● ACTION ITEM
Down to the last line below, repeat the entries word for word and drop the pictures.

★ ★ ★

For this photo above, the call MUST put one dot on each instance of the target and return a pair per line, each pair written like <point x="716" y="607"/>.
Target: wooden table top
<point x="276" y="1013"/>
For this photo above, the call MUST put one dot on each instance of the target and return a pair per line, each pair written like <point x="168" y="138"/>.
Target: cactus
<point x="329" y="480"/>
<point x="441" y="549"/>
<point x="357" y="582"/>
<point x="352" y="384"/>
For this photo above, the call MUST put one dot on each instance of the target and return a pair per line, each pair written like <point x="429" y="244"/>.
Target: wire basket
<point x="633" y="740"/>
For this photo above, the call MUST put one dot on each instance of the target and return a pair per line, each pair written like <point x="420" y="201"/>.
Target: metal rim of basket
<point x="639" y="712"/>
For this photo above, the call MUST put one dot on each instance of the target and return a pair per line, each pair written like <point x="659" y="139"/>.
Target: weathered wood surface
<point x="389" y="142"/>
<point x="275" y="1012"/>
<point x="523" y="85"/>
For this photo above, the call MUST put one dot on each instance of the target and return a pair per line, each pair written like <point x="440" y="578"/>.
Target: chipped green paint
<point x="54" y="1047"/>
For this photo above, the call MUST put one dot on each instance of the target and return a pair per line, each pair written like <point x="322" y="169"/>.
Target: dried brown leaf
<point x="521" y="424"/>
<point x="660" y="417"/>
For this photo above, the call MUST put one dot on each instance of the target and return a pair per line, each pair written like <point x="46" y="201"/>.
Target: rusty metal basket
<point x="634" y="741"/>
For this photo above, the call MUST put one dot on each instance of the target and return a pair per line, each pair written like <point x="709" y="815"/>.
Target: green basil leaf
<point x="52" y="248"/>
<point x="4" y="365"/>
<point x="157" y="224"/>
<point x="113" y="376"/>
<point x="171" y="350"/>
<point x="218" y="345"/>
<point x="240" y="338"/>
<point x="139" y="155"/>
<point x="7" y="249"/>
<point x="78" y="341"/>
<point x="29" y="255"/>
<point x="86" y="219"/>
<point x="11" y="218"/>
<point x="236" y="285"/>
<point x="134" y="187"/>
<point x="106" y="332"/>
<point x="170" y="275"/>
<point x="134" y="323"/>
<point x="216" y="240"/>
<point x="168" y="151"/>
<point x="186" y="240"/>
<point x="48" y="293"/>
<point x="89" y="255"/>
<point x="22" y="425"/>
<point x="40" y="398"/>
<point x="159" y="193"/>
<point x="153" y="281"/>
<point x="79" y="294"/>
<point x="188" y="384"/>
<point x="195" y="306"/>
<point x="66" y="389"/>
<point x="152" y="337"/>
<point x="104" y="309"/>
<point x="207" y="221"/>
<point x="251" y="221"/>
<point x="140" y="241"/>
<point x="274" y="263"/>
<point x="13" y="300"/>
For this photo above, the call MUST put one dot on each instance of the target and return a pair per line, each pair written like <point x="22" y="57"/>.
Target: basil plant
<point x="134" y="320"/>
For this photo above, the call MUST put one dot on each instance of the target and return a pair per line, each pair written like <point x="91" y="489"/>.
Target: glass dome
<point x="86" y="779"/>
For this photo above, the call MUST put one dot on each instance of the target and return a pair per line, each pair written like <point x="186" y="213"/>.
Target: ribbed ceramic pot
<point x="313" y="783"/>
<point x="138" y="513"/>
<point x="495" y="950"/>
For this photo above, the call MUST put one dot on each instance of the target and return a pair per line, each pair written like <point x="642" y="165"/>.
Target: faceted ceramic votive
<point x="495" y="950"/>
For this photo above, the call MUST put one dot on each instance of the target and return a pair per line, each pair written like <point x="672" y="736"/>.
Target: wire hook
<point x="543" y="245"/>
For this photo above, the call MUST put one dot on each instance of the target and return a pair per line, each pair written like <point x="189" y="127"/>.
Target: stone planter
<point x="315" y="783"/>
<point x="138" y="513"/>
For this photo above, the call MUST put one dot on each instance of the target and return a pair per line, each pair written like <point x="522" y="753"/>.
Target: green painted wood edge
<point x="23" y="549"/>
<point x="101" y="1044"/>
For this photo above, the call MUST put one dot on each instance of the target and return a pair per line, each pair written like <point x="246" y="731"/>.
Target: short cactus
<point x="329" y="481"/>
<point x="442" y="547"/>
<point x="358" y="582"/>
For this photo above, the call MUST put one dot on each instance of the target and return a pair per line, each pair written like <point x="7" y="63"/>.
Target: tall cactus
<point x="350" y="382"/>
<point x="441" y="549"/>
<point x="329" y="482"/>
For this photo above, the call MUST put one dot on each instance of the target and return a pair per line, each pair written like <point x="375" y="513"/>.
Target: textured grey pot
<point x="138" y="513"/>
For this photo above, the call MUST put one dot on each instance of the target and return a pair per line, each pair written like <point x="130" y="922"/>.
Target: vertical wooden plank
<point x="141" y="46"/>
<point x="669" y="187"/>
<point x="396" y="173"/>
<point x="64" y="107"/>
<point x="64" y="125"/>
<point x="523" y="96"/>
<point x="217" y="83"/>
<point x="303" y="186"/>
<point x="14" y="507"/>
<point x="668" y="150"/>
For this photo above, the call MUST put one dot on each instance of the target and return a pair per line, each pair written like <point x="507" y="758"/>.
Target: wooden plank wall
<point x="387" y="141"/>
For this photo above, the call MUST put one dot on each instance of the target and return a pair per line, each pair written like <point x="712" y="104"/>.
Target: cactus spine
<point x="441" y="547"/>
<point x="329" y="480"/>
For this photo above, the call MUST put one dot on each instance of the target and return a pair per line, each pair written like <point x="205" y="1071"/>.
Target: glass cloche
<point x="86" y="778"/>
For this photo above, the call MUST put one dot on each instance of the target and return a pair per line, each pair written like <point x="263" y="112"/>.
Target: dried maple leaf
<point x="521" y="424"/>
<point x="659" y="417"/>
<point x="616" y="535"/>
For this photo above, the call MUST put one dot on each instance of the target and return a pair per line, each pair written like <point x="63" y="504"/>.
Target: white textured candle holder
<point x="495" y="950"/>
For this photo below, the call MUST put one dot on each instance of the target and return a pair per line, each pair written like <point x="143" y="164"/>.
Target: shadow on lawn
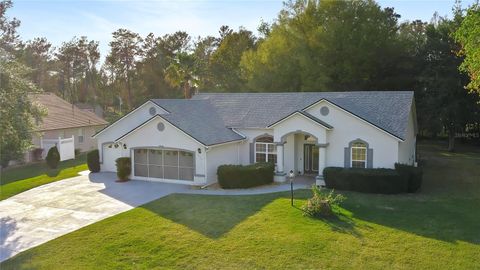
<point x="216" y="215"/>
<point x="210" y="215"/>
<point x="446" y="219"/>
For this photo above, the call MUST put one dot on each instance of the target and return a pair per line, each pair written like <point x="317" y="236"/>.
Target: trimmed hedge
<point x="93" y="161"/>
<point x="413" y="174"/>
<point x="124" y="168"/>
<point x="385" y="181"/>
<point x="53" y="158"/>
<point x="239" y="176"/>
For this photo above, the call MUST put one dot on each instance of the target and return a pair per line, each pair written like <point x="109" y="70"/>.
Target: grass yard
<point x="438" y="228"/>
<point x="19" y="179"/>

★ ★ ★

● ANSWER TO THIS TASK
For this photo above, the call MUST put one dot on each instance of the target and return a pair per line, each pair written like <point x="716" y="607"/>.
Target: wooden table top
<point x="276" y="1013"/>
For this photo above, the call MUST put one dot on each instance of the target and return a pair per line, each pair written like <point x="168" y="138"/>.
Target: cactus
<point x="329" y="480"/>
<point x="441" y="549"/>
<point x="357" y="582"/>
<point x="352" y="384"/>
For this photo above, the call MUST put one dot on each instance of the target and return a pair per line, each pair written like <point x="429" y="244"/>.
Target: wire basket
<point x="633" y="740"/>
For this photo above, the call MUST put one dot on each instance of the target and return a pair per line, each pair written like <point x="420" y="201"/>.
Target: metal rim of basket
<point x="639" y="712"/>
For this photo above, the call MUST put one dot on each instance of the target and return a pair per line, each pair written like <point x="659" y="139"/>.
Target: weathered wood surface
<point x="389" y="142"/>
<point x="275" y="1012"/>
<point x="523" y="85"/>
For this photo above, the call MUST put one dot on each instance of the target and return a pair per line, each pair written like <point x="440" y="578"/>.
Target: chipped green paint
<point x="54" y="1047"/>
For this photo above, the call MUST put one dot on each instance of the target and return a pair per line, each pair written like <point x="322" y="169"/>.
Target: dried brown leaf
<point x="521" y="424"/>
<point x="660" y="417"/>
For this photo above, the call MUST put one dot on each instance of the target and return a pair per line, each pair written like <point x="46" y="201"/>.
Target: rusty metal basket
<point x="634" y="741"/>
For this photo above, the call MUST put one dot on each instance of the target and return a pair per line, each pair written like <point x="709" y="815"/>.
Target: green basil leaf
<point x="52" y="248"/>
<point x="4" y="365"/>
<point x="157" y="224"/>
<point x="113" y="376"/>
<point x="171" y="350"/>
<point x="218" y="345"/>
<point x="240" y="338"/>
<point x="139" y="155"/>
<point x="7" y="249"/>
<point x="78" y="341"/>
<point x="29" y="255"/>
<point x="86" y="219"/>
<point x="11" y="218"/>
<point x="236" y="285"/>
<point x="134" y="187"/>
<point x="106" y="332"/>
<point x="170" y="275"/>
<point x="134" y="323"/>
<point x="216" y="240"/>
<point x="168" y="151"/>
<point x="186" y="240"/>
<point x="48" y="293"/>
<point x="89" y="255"/>
<point x="22" y="425"/>
<point x="40" y="398"/>
<point x="159" y="193"/>
<point x="153" y="281"/>
<point x="79" y="294"/>
<point x="188" y="384"/>
<point x="195" y="306"/>
<point x="66" y="389"/>
<point x="152" y="337"/>
<point x="104" y="309"/>
<point x="207" y="221"/>
<point x="251" y="221"/>
<point x="140" y="241"/>
<point x="274" y="263"/>
<point x="13" y="300"/>
For this photo above, the call MUST put one dot on each instance of the target and return a pair per line, each pair written like <point x="22" y="57"/>.
Target: basil plant
<point x="134" y="320"/>
For this photo above, the call MUST put one dot on each instance of the target and return a pair per line, each pair written like <point x="91" y="489"/>.
Target: glass dome
<point x="86" y="779"/>
For this photo above, the call MUST put one dot on each instance of the target and return a pair per line, each pair written like <point x="186" y="213"/>.
Target: ribbed ceramic pot
<point x="313" y="783"/>
<point x="138" y="513"/>
<point x="495" y="950"/>
For this photo above, the call MUST put one dot on each instance of the target and return a pair per line, each pair written like <point x="642" y="165"/>.
Target: faceted ceramic votive
<point x="495" y="950"/>
For this photo above, the call MUST put one dot on each instance of the target and return a pair per line, each pair written like <point x="672" y="736"/>.
Target: wire hook
<point x="543" y="245"/>
For this photo above, the call MUST put one dot on each instance of the target and return a pair per line, each pair written like <point x="189" y="127"/>.
Target: stone planter
<point x="315" y="783"/>
<point x="138" y="513"/>
For this photo above, the call MUST put one dot on each instance of the target and return a pair per line, each pair written like <point x="522" y="753"/>.
Target: green painted wood edge
<point x="23" y="549"/>
<point x="101" y="1044"/>
For this photo above, the call MUST put one dot on each instance of the target and return a pair per line, each pair written like <point x="246" y="731"/>.
Target: short cactus
<point x="329" y="481"/>
<point x="442" y="547"/>
<point x="358" y="582"/>
For this photo above, the call MUST put one dot on each instance of the target and return a pair per line, each pair written like <point x="7" y="63"/>.
Target: tall cactus
<point x="350" y="382"/>
<point x="441" y="549"/>
<point x="329" y="482"/>
For this photo above, the call MUST put one dot on each instance of the target and return a pair per line, each pair written like <point x="375" y="513"/>.
Target: textured grey pot
<point x="138" y="513"/>
For this photo above, the call MUST put one dot on each instance of the target and return a pair per line, each pair written like <point x="130" y="922"/>.
Target: vertical wooden plank
<point x="141" y="46"/>
<point x="669" y="187"/>
<point x="396" y="173"/>
<point x="64" y="107"/>
<point x="64" y="125"/>
<point x="523" y="96"/>
<point x="217" y="83"/>
<point x="303" y="186"/>
<point x="14" y="507"/>
<point x="668" y="150"/>
For this photo above, the call MUST put one dot on each instance of the target and return a pair per line, each pair written like <point x="507" y="758"/>.
Target: wooden plank wall
<point x="387" y="141"/>
For this photo above, the call MUST put one dot on each instance of the target and return a pair per line, each pair written like <point x="712" y="104"/>.
Target: cactus spine
<point x="441" y="547"/>
<point x="329" y="480"/>
For this photo above, the call MUST put one dot on each instance of the target and return a pair per line, each pair written like <point x="205" y="1071"/>.
Target: glass cloche
<point x="86" y="778"/>
For this photo above, the call MUST put one dot on each instance of the target and return a pair per line, each pair written like <point x="263" y="112"/>.
Target: dried maple leaf
<point x="521" y="424"/>
<point x="659" y="417"/>
<point x="616" y="535"/>
For this photo above, the call MUST put one dot on each instance of the target and return a pair per line, each pair written like <point x="63" y="504"/>.
Target: white textured candle holder
<point x="495" y="950"/>
For this photo below, the call MUST put one dot on each instance of the target and return a pair per line, each pair written like <point x="143" y="164"/>.
Target: shadow on lawn
<point x="216" y="215"/>
<point x="210" y="215"/>
<point x="446" y="219"/>
For this photo above, the call MUST put one dot on each instance of the target and return a pair per line, each pair written like <point x="317" y="236"/>.
Target: trimmed hedge
<point x="93" y="161"/>
<point x="413" y="174"/>
<point x="124" y="168"/>
<point x="385" y="181"/>
<point x="53" y="158"/>
<point x="239" y="176"/>
For this photo above, the call MUST put one dot on each instance of the target and return a pair per line, each pair written like <point x="109" y="70"/>.
Target: grass yard
<point x="438" y="228"/>
<point x="19" y="179"/>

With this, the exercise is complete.